BEGIN
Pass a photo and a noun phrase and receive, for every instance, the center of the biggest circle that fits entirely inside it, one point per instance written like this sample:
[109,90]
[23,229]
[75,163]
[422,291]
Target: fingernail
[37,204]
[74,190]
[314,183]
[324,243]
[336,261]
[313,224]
END
Repeat every line of the listing above word for word.

Pass a photo and a noun phrase and receive, for every instance, the center of the biggest circle that fits entirely inside it, one point per instance written like this sample:
[109,90]
[23,229]
[75,163]
[422,291]
Target: fingernail
[37,204]
[74,190]
[314,183]
[324,243]
[336,261]
[313,224]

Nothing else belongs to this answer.